CPR Locomotive 592 of class D-9c was built in 1903 at Scenectedy Locomotive Works along with sisters 560 - 597. No. 592 was most likely a mainline engine for her early years. We do know that she was assigned to the Kettle Valley Division at least by 1947 where she served for a few years until moving on to spend her last days in the Western Region before being scrapped in January 1955. Many D - 9's worked the Kettle Valley in earlier years especially on passenger trains Nos. 11 & 12. A beautiful shot of 572 in the 1920's appears in Sanford's Steel Rails and Iron Men on page 82 and another of 579 on page 94 both of which are seen to be working passenger trains. Engine 578 was the pusher on the infamous Jessica wreck of 1926. The Smuin collection has a photo of an unidentified D-9 as tail-end pusher on an eastbound freight cresting the Coquihalla summit.
Here is the Sutton photo in what certainly is the South Okanagan. (You can click on any of the photos for a fuller screen picture.)
We have several other photos of her and many more of her sisters from on-line sites, notably Old Time Trains: http://www.trainweb.org/oldtimetrains/photos/cpr_steam/D9.htm
Here is another of 592 from the BC Provincial Archives dated 1922 with original tender.
The late, Lance Camp was particularly fond of the D - 9 locomotive and had a model built by craftsman, Herb Mason of Victoria BC some years ago. Their starting point was a model of a Northern Pacific Railway Ten-wheeler, the prototypes being built by Schenectedy about the same time as the CPR class. His admiration was contagious which made the author consider acquiring one for the Kettle Valley Model Railway. Happily, a friend was moved to offer gratis the very model that was needed to effect the rebuild. Thank you Arizona Jack for your generosity!
Here are photos of the NP Ten-Wheeler model. The sloping cylinders were a vitally important feature of the "starting point". Apparently, versions of the NP model have been produced by several manufacturers over the years. Ours is from the PFM run of the 1970's.
The first step we undertook was to strip the boiler of all appliances
and rails and piping. The photo shows the stripped boiler and at this point new handrails and running boards are already in progress.
The cab came off in pieces simply by bending the components with a pliers to break the original solder joints. A length of
square brass stock was soldered to the inside of the front of the cab after which the roof/sides were then soldered back to the front and rear panels. With superb Italian
and Swiss files in hand, we worked the front corners to shape according to photos of the prototype. These files and other fine tools were obtained from our Local Vancouver supplier Lacy West Supplies Limited: https://www.lacytools.ca/Articles.asp?ID=1
The cab work was not the most challenging step in the process. Re-setting it back on the boiler was straight forward enough thanks to our electronic resistance soldering unit. There are several makes and models offered; ours is this one by HOTIP which we acquired secondhand at a very reasonable price. Normally they run upwards of $400. This unit is not to be confused with a simple soldering station. A very good tool for brass work. https://www.p-b-l.com/pbl2002/hotip.html
Here are before-and-after shots of the cab. Note that the window opening has been moved forward by patching and filing. The window sashes had been removed and later were re-installed.
The front doors and windows have been framed with a beading of .020" wire. Unfortunately, the doors are a little lacking in height but we did not deem the shortcoming serious enough to warrant a complete re-working.
The window opening needed a sill.
The handrail stanchions were saved and moved to their new positions with .020" bronze wire as handrails for the engine crew.
A gutter and roof hatches were added later.

Written problem 1 ▸ From the locomotive article, quote everything from "We have several" down to "with original tender." word for word.

The data ▸
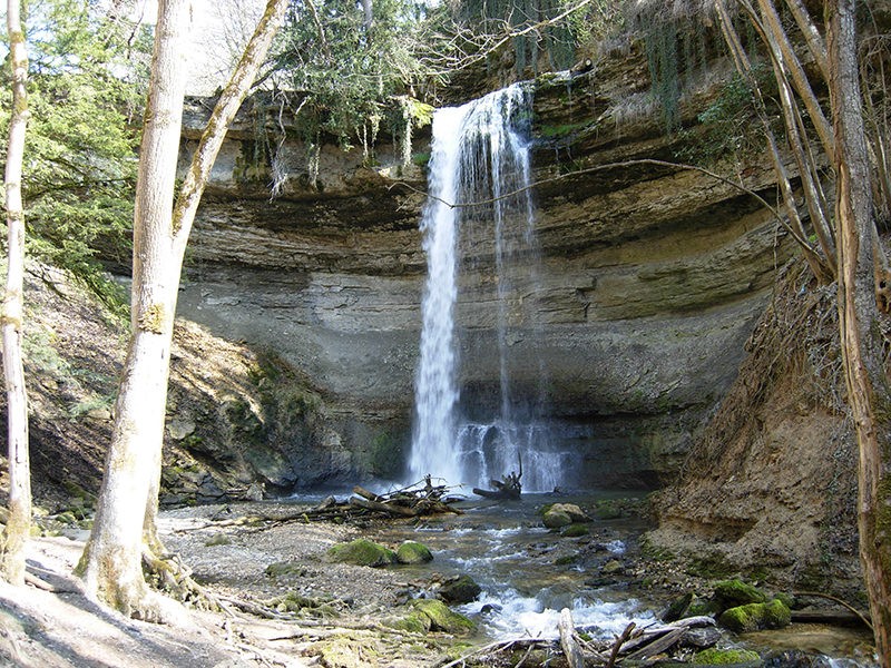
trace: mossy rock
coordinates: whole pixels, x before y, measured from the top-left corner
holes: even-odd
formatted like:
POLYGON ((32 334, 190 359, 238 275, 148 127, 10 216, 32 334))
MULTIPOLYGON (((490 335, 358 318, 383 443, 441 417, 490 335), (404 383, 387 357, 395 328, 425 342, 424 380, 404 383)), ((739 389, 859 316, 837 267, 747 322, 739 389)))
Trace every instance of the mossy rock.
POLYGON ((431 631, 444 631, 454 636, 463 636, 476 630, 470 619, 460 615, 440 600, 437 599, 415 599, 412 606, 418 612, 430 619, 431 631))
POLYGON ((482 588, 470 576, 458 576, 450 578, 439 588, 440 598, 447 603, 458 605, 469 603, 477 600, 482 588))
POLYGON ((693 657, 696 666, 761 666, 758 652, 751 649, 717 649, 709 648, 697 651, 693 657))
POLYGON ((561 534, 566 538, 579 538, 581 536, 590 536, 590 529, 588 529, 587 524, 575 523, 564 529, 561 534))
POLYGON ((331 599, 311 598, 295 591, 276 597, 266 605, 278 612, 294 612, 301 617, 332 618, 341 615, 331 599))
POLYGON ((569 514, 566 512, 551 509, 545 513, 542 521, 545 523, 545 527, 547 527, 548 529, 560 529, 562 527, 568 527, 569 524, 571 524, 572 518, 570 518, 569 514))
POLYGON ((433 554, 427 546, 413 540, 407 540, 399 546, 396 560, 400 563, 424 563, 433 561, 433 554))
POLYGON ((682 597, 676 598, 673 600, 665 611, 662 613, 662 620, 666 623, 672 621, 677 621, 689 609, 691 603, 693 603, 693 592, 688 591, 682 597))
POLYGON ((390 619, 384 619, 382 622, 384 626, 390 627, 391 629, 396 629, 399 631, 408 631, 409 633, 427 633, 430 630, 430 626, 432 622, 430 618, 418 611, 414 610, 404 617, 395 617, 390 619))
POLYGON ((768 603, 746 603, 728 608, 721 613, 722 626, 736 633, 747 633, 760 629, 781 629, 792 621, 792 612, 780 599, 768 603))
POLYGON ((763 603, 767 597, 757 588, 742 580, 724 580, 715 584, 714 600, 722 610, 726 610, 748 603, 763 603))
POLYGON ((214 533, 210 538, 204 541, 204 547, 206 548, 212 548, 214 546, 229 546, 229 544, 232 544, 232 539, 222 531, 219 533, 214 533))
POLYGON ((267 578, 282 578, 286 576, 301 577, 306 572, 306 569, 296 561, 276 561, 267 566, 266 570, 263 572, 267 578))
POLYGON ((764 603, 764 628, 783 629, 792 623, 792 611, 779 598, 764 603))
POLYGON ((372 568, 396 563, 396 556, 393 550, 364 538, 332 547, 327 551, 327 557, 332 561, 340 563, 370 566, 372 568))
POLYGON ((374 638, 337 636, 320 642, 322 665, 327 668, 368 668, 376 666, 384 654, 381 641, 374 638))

* * *

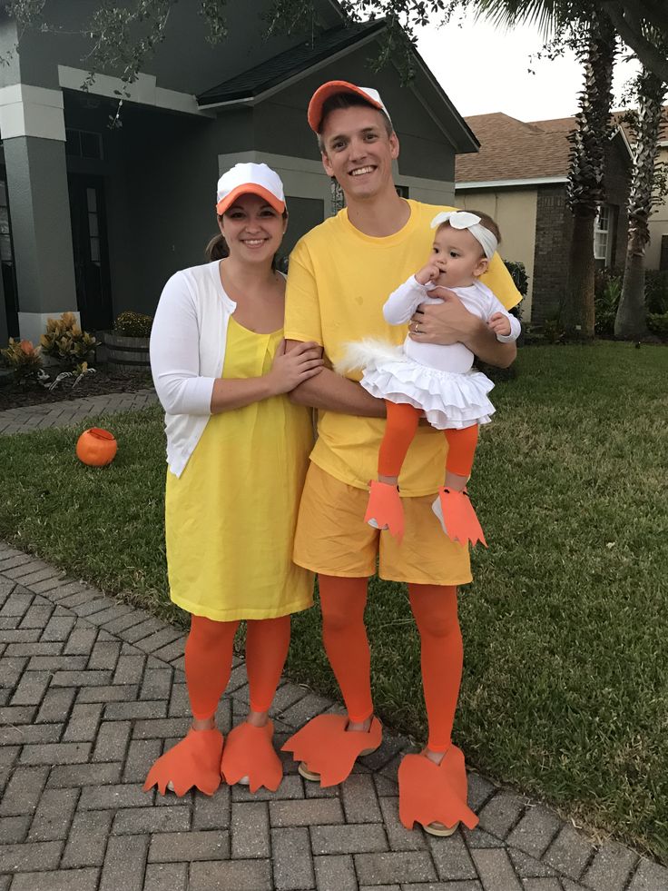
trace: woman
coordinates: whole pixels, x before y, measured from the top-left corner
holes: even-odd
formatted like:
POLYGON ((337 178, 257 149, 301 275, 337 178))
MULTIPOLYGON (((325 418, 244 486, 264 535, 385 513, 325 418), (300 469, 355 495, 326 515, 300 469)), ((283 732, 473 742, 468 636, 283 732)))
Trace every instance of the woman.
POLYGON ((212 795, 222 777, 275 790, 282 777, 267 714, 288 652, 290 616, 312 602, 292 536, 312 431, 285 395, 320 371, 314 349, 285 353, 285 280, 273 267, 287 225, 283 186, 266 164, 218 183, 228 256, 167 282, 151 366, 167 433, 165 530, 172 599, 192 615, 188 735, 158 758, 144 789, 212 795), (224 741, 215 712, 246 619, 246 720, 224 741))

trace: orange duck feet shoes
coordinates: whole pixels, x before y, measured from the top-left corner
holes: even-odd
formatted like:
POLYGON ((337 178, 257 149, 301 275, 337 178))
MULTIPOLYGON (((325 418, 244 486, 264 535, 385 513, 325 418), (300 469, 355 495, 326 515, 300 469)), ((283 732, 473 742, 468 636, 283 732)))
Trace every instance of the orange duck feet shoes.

Written problem 2 ▸ Rewrite everything in the records from the line containing "trace: orange duck feet shoes" down to the line containing "Trace every instance of the orange", changing "orange duck feet shoes" to "yellow rain boots" and leaving the rest of those lines as they are; give only those lines.

Correct response 1 ▸
We have several other photos of her and many more of her sisters from on-line sites, notably Old Time Trains: http://www.trainweb.org/oldtimetrains/photos/cpr_steam/D9.htm
Here is another of 592 from the BC Provincial Archives dated 1922 with original tender.

Correct response 2 ▸
trace: yellow rain boots
coordinates: whole pixels, x before y, measured from the top-left corner
holes: even-odd
formatted like:
POLYGON ((337 178, 257 149, 301 275, 337 178))
MULTIPOLYGON (((325 418, 244 486, 264 535, 385 513, 325 418), (300 469, 355 495, 326 515, 300 469)), ((283 732, 473 742, 468 636, 283 732)))
Trace every instance of the yellow rain boots.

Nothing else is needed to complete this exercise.